- [GIVEN PASSAGE]
== == ==

SHAPPI KHORSANDI | INTERVIEW
“This show isn’t a history lesson… it’s vengeance!” declares comedian Shappi Khorsande of her lastest touring show, Mistress and Misfit.
Since using the tale of her own family fleeing Iran for the UK, and her experience of growing up in London, as the basis of her 2006 show – a story later adapted for her book A Beginner’s Guide To Acting English – Shappi has proved to be one of the country’s most consistent comedians, whether it’s discussing her relationship with an anonymous faded ’90s rocker, or performing while eight months pregnant.
Mistress And Misfit finds Shappi exploring the life of one of history’s most misunderstood characters, Lady Emma Hamilton, with whom she feels a personal connection. “I feel very connected with women in history who have such a tough time,” Shappi says. “I compare Emma to me as a single mum. She had a baby at 16 who was rejected by the father – she meets a man who said he wanted to be with her but that ‘the baby has to go.’ Heart-breaking! I compare that to myself having a baby and the father rejecting the child …”

== == ==

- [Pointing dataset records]
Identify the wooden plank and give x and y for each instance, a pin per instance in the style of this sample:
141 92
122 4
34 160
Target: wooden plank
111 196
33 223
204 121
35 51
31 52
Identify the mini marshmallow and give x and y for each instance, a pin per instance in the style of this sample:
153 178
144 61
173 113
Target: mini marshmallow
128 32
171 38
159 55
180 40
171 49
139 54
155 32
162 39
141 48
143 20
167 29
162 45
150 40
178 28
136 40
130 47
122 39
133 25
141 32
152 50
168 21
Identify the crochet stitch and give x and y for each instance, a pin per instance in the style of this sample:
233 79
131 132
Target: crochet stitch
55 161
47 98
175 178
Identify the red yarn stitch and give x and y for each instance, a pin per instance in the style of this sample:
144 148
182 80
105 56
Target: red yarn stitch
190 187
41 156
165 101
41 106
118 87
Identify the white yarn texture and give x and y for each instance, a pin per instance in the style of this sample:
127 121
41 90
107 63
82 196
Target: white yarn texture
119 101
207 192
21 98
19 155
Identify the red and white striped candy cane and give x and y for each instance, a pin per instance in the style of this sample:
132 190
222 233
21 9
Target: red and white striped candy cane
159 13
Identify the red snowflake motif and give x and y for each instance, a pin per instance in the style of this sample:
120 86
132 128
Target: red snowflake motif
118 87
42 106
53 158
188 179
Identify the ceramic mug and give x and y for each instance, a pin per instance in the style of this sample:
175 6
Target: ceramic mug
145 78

== == ==

- [CHALLENGE]
Write out the part of the interview above that begins at the words "SHAPPI KHORSANDI |" and stops after "Mistress and Misfit.".

- [WORKED SOLUTION]
SHAPPI KHORSANDI | INTERVIEW
“This show isn’t a history lesson… it’s vengeance!” declares comedian Shappi Khorsande of her lastest touring show, Mistress and Misfit.